— Task to carry out —
Apart from the images, reproduce all of the data word for word.

Items from a dataset

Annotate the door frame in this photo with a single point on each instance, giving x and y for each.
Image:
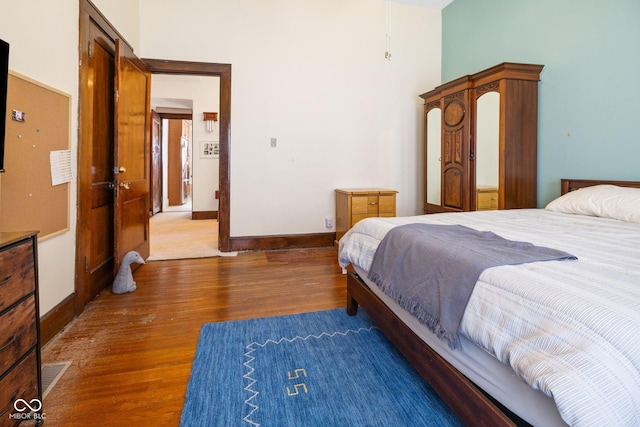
(223, 71)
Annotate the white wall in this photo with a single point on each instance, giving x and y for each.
(313, 75)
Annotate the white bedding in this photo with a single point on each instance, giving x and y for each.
(570, 329)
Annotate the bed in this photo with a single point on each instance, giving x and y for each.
(494, 381)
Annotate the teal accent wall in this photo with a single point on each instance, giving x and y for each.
(589, 98)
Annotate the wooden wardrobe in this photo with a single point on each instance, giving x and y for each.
(481, 137)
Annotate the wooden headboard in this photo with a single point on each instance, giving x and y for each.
(567, 185)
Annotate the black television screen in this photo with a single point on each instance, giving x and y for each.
(4, 75)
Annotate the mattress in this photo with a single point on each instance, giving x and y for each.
(567, 330)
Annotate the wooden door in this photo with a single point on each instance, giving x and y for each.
(132, 129)
(455, 154)
(94, 234)
(156, 163)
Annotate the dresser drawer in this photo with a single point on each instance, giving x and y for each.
(18, 334)
(19, 383)
(17, 277)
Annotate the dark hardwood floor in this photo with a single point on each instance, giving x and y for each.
(131, 354)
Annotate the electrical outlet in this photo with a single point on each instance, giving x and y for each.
(328, 222)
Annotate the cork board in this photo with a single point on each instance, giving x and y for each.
(29, 200)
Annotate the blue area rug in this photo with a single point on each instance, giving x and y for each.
(314, 369)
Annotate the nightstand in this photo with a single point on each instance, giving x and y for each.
(354, 204)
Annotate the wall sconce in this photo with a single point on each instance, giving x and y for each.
(211, 119)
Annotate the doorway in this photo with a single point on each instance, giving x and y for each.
(95, 231)
(176, 231)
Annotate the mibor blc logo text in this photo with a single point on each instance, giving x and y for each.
(27, 410)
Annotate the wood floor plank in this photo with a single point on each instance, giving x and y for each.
(131, 354)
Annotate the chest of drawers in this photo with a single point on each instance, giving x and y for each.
(355, 204)
(20, 376)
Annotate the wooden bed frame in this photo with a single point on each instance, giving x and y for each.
(469, 403)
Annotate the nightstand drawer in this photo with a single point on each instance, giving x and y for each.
(486, 198)
(17, 277)
(18, 334)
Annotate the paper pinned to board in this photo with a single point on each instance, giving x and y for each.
(60, 167)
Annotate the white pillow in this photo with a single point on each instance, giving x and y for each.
(607, 201)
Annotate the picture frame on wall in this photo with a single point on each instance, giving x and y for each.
(209, 149)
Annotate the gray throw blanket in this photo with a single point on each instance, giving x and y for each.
(430, 270)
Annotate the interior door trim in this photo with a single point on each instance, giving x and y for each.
(223, 71)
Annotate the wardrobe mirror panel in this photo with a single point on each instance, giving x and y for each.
(487, 139)
(434, 148)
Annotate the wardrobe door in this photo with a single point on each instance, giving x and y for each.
(456, 173)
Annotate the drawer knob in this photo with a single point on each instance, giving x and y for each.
(8, 344)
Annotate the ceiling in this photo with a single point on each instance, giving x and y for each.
(431, 4)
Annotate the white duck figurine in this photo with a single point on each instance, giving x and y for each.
(123, 282)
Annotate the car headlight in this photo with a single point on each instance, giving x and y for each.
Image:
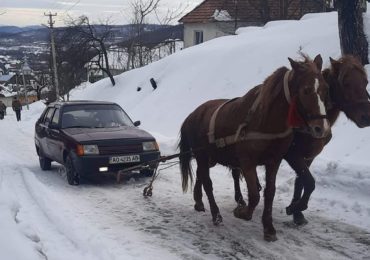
(88, 149)
(150, 146)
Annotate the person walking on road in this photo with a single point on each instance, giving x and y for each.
(2, 110)
(17, 107)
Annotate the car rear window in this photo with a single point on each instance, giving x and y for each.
(94, 116)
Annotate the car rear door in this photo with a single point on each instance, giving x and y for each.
(43, 132)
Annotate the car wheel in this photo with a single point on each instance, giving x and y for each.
(73, 177)
(147, 172)
(45, 163)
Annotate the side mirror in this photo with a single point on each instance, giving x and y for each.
(53, 126)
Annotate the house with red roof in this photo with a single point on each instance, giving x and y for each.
(215, 18)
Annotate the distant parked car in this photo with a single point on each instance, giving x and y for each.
(91, 137)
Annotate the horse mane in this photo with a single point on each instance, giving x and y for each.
(350, 62)
(271, 87)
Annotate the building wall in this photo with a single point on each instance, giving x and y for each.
(210, 30)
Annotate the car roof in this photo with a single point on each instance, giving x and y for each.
(80, 102)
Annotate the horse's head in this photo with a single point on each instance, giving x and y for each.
(308, 91)
(348, 92)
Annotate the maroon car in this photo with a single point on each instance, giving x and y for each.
(92, 137)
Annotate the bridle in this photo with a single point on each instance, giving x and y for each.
(306, 118)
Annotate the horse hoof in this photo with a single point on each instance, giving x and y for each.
(199, 208)
(289, 210)
(242, 212)
(299, 219)
(217, 220)
(270, 237)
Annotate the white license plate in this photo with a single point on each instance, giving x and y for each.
(124, 159)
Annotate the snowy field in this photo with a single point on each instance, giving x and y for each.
(42, 217)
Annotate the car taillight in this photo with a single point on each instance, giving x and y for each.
(80, 150)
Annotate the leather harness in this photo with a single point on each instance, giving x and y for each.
(241, 133)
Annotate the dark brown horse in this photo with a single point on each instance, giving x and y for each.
(347, 81)
(253, 130)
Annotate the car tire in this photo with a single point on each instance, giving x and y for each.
(147, 172)
(73, 177)
(45, 163)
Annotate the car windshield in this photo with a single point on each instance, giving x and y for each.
(94, 116)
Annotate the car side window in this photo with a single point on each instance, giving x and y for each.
(55, 119)
(49, 115)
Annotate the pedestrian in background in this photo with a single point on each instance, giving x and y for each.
(2, 110)
(17, 107)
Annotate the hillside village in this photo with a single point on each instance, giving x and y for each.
(26, 51)
(99, 174)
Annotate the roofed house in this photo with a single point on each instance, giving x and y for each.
(215, 18)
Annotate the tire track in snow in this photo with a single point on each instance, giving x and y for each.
(172, 223)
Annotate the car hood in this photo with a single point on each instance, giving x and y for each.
(96, 134)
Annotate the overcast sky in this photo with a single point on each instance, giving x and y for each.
(31, 12)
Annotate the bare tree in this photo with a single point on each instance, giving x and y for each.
(140, 10)
(43, 81)
(138, 52)
(351, 29)
(95, 40)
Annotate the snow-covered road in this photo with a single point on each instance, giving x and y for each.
(42, 217)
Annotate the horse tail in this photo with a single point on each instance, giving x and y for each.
(185, 158)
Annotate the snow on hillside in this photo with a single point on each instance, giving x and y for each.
(42, 217)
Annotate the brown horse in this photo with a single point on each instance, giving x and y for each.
(347, 81)
(253, 130)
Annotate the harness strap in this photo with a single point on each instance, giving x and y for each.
(286, 87)
(212, 123)
(241, 133)
(243, 136)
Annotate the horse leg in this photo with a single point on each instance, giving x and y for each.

— Task output —
Annotate the door frame in this photo with a single point on each instance, giving x and y for each.
Image:
(223, 71)
Annotate the white wall in this photo with a single point on each instance, giving x and y for each.
(313, 75)
Annotate the white bedding in this photo with a single point on each instance, giving x and y for each.
(570, 329)
Annotate the bed in this photo with a single point on each instance, giving x and y for each.
(494, 381)
Annotate the teal accent wall in this photo with a single point on each instance, giving x and y for each.
(589, 98)
Annotate the wooden wardrobe in this photo with a single point on each instance, giving x and y for each.
(481, 137)
Annotate the wooden headboard in this photo with a single point on each instance, giving x and y for each.
(567, 185)
Annotate the black television screen in this photo with a single point on each instance, giving x and y for each.
(4, 75)
Annotate the mattress in this photo with a single point on each instance, giving x and y for each.
(567, 330)
Annotate the wooden door in this photo with a single point on each instance, giving x and y for each.
(132, 129)
(455, 154)
(94, 234)
(156, 163)
Annotate the dresser drawer in this photo with a single point on each instance, giving x and y for each.
(18, 334)
(19, 383)
(17, 277)
Annotate the dark hardwood floor in this photo with a single point on each instance, giving x and y for each.
(131, 354)
Annotate the electrical outlet in this photo with a single point on each instance, giving x and y for each.
(328, 222)
Annotate the cork board in this photo with a single point on each instance, giving x and y for each.
(29, 200)
Annotate the blue area rug in this photo with a single point on each instance, giving x and y for each.
(314, 369)
Annotate the nightstand in this photo with a single point on each instance, giving x and y for each.
(354, 204)
Annotate the wall sconce in this photo with a single point on each instance, giving x and y for each.
(211, 119)
Annotate the doorway in this photo with a single point on each instance, giving x and y for each.
(95, 231)
(176, 231)
Annotate the mibor blc logo text in this photo with a single point on each instance, giving x and y for each.
(27, 410)
Annotate the wood floor plank in this photo with a single point on each instance, giving x and y for each.
(131, 354)
Annotate the chest of drawers in this photo with a single point on each instance, giving x and y for each.
(355, 204)
(20, 376)
Annotate the wooden bed frame in this photo with a single point on each instance, giving x and y for each.
(469, 403)
Annotate the nightstand drawer in this photo with a single point on each instance, giving x and y for each.
(486, 198)
(17, 277)
(18, 334)
Annotate the paper pinned to board in this photo with a single point on each instance, giving x and y for each.
(60, 167)
Annotate the white pillow in this photo with a single point on each instance, giving x and y for each.
(607, 201)
Annotate the picture frame on wall in this photo with a single point on each instance, giving x and y for each.
(209, 149)
Annotate the gray throw blanket in this photo with a single point on each instance, giving x and y for each.
(430, 270)
Annotate the interior door trim in this photo with a single point on each instance, giving x and y for each.
(223, 71)
Annotate the wardrobe mirror panel in this photo with a single point on each instance, giving x and y for each.
(487, 139)
(434, 148)
Annotate the wardrobe door in this photo with a single point on each instance, giving x and y for each.
(456, 173)
Annotate the drawer knob in this photo with a single point on each instance, giving x and y for each.
(8, 344)
Annotate the ceiling in this photo with a single point on each instance, giving x and y for each.
(431, 4)
Annotate the white duck figurine in this photo with a single point on each instance, giving x and y for each.
(123, 282)
Annotate the car headlight in this photo with a single point on each instance, giving x and y for each.
Image:
(88, 149)
(150, 146)
Annotate the person walking on road in this photo with a single point on each instance, giving x and y for each.
(2, 110)
(17, 107)
Annotate the car rear window in this photo with a single point on each instance, giving x and y for each.
(94, 116)
Annotate the car rear door in this photo with a single point on each instance, giving x and y for each.
(43, 132)
Annotate the car wheel in this photo with a single point on each instance, giving x and y for each.
(73, 177)
(147, 172)
(45, 163)
Annotate the side mirror in this photo with a single point on each instance, giving x and y for each.
(53, 126)
Annotate the house with red roof in this photo with a single point on each instance, giving x and y for each.
(215, 18)
Annotate the distant parked car in this photo with a single point on each instance, giving x and y for each.
(91, 137)
Annotate the horse mane in this photo with a single point on each instance, giving x and y for each.
(350, 62)
(271, 87)
Annotate the building wall in this photo with a single point on each instance, giving x and y for each.
(210, 30)
Annotate the car roof in this photo with a single point on each instance, giving x and y for each.
(80, 102)
Annotate the horse's head in this photo with a single point on each instance, giving x and y for each.
(308, 91)
(348, 92)
Annotate the maroon car in this photo with a single point on each instance, giving x and y for each.
(92, 137)
Annotate the bridle in this photo with a single point on each instance, giving x and y for each.
(306, 118)
Annotate the horse hoof in this photo with a single point on each instance, giving x and y for each.
(199, 208)
(289, 210)
(242, 212)
(299, 219)
(217, 220)
(270, 237)
Annotate the white license plate in this photo with a single point on each instance, giving x and y for each.
(124, 159)
Annotate the snowy field in this photo with a single point on each instance, giving x and y for each.
(42, 217)
Annotate the car taillight in this photo with a single point on each instance, giving x and y for each.
(80, 150)
Annotate the leather harness in this photo with a single point on each instance, giving x and y for each.
(241, 133)
Annotate the dark brown horse in this photo with a single point on each instance, giving x and y for each.
(347, 81)
(253, 130)
Annotate the car tire in this photo with a single point on each instance, giving x and y for each.
(147, 172)
(73, 177)
(45, 163)
Annotate the car windshield in this photo with a single point on each instance, giving x and y for each.
(94, 116)
Annotate the car side window in this photo with a single point on each instance, giving x and y for each.
(55, 119)
(49, 115)
Annotate the pedestrian in background in this photo with a single point on each instance, giving x and y for each.
(2, 110)
(17, 107)
Annotate the hillside village in this photo with a single point on each instance, giving x and y for each.
(26, 51)
(99, 174)
Annotate the roofed house in this photo with a single point on each instance, giving x and y for each.
(215, 18)
Annotate the tire track in snow in this photo with a single point on each instance, giving x and y for each.
(172, 223)
Annotate the car hood in this photo with a single point on each instance, giving x and y for each.
(96, 134)
Annotate the overcast sky in this photo with a single point on each instance, giving x and y for each.
(31, 12)
Annotate the bare tree in this photo with a single point on each instance, giving x and y for each.
(140, 10)
(43, 81)
(138, 52)
(351, 29)
(95, 40)
Annotate the snow-covered road in this photo with a single point on each instance, giving x and y for each.
(42, 217)
Annotate the horse tail in this photo with a single point on each instance, giving x and y for each.
(185, 158)
Annotate the snow on hillside in this photo with a single point on each instance, giving x and y for each.
(42, 217)
Annotate the brown horse in this photo with a single point on each instance, giving x and y for each.
(347, 81)
(253, 130)
Annotate the harness strap in this photo with a single point on each instance, giving x and y for each.
(286, 87)
(212, 123)
(241, 133)
(243, 136)
Annotate the horse leg in this photo with a single point on each instance, giving x and y for each.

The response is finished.